Image point grounding data

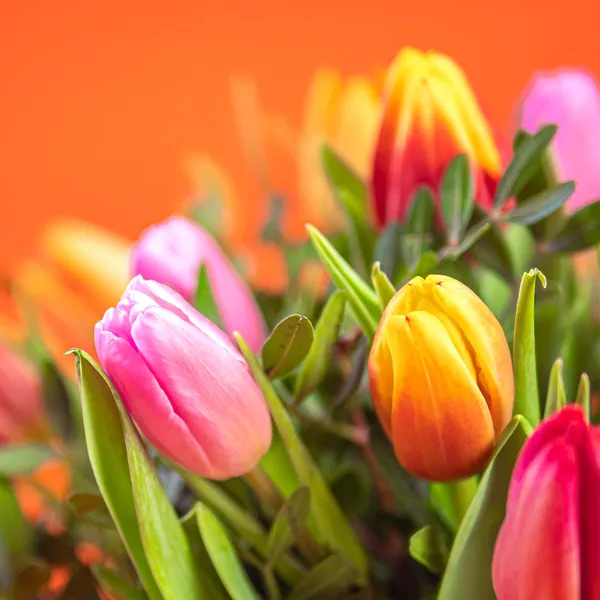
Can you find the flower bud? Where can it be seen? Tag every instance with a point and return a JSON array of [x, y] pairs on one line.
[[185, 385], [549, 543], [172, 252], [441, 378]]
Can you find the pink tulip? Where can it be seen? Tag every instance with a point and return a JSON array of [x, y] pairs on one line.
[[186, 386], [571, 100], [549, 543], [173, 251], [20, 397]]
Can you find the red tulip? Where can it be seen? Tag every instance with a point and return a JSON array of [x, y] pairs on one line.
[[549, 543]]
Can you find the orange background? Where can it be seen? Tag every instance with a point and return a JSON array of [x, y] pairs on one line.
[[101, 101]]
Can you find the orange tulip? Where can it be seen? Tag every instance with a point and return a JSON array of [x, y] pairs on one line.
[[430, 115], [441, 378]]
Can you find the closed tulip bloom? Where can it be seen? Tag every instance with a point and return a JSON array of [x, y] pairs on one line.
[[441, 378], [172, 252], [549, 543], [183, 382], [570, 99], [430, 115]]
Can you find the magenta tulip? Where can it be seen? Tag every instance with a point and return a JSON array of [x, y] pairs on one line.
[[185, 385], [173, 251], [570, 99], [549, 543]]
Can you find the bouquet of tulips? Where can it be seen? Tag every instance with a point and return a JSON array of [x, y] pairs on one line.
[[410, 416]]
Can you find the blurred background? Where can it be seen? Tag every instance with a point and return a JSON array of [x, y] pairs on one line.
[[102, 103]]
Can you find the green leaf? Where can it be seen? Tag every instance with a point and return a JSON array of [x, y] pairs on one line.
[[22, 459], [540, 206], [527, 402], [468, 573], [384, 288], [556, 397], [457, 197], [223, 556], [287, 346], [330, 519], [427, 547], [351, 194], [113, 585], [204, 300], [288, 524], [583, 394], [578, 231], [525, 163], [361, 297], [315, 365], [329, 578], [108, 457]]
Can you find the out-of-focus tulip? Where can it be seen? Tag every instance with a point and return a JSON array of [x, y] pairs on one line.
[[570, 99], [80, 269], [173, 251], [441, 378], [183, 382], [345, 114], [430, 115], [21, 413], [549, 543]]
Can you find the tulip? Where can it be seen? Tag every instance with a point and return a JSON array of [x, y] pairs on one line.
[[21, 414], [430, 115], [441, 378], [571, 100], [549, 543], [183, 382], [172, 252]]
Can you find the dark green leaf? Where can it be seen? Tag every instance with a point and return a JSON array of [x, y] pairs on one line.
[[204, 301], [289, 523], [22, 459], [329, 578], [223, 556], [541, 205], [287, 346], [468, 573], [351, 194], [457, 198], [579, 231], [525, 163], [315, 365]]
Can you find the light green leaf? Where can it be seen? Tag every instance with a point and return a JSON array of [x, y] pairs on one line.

GOAL OF THE EXERCISE – When you reproduce the entries above, keep every word exactly and leave out each picture.

RESPONSE TO THE TASK –
Can you find the flower bud? Where can it be seen? Tag every instance with a point and return a JSON array of [x, y] pairs on one line.
[[185, 385], [549, 543], [172, 252], [441, 378]]
Can you find the pink tulip? Where can it be seen? Tag every instance with a point and return a JSON array of [x, y] pairs on one line.
[[186, 386], [571, 100], [549, 543], [173, 251], [20, 397]]
Can you find the red tulip? Where can it be seen? Tag every instance with a point and return a JSON array of [x, y] pairs on one line.
[[549, 543]]
Can you find the orange background? Where can it be seen? Tag every instance with a point and return a JSON array of [x, y] pairs on one line.
[[101, 101]]
Can you find the orange tulip? Where can it be seen? Tag every instance with a point and return a JSON array of [x, y] pairs on one line.
[[430, 115], [441, 378]]
Can you find the closed tulip bloom? Where can it be seen? Tag every instance with a point and return a JSON array of [x, y] pairs on one line.
[[441, 378], [172, 252], [549, 543], [183, 382], [570, 99], [430, 115]]
Can you find the magenta tulip? Where can it be seen? Tag every instance with a point and return a JSON array of [x, y] pairs on one line.
[[185, 385], [173, 251], [570, 99], [549, 543]]
Can you find the bouquet of tulips? Where can it be seen? Tag every instance with a point and return a JSON array of [x, y] pairs on one line.
[[410, 416]]
Can you find the blurred background? Where can it be seen? Tag every instance with a point and return a JSON array of [x, y] pairs on one line.
[[102, 103]]
Can you find the green leaf? Where can it be seen? Tag every instance with a point and return a JSON array of [x, y] pairs on one line.
[[22, 459], [540, 206], [527, 402], [468, 573], [384, 288], [556, 397], [457, 197], [223, 556], [287, 346], [330, 519], [427, 547], [351, 194], [113, 585], [204, 300], [288, 524], [583, 394], [578, 231], [525, 163], [361, 297], [315, 365], [329, 578], [108, 457]]
Can you find the out-of-focus tulip? Where can it be seen? Tag every instance with a point and return a JSON array of [x, y] pairs on one line.
[[570, 99], [80, 269], [173, 251], [441, 378], [183, 382], [345, 114], [430, 115], [21, 413], [549, 543]]
Can you find the tulip? Where can it be seen? Tag every instance with a point and return a JSON array of [x, y] pairs on one line.
[[21, 414], [430, 115], [441, 378], [571, 100], [549, 543], [183, 382], [172, 252]]
Can you find the dark green leaf? Where can it be seen? Tag every instance with a point and return a JSON array of [x, y] pairs on one line.
[[204, 301], [289, 523], [22, 459], [329, 578], [223, 556], [541, 205], [287, 346], [468, 573], [351, 194], [457, 198], [579, 231], [525, 163], [315, 365]]
Can you find the light green leaf? Where can it be seen? Tag every instance with a point and return a JSON array of [x, y] pairs on one line.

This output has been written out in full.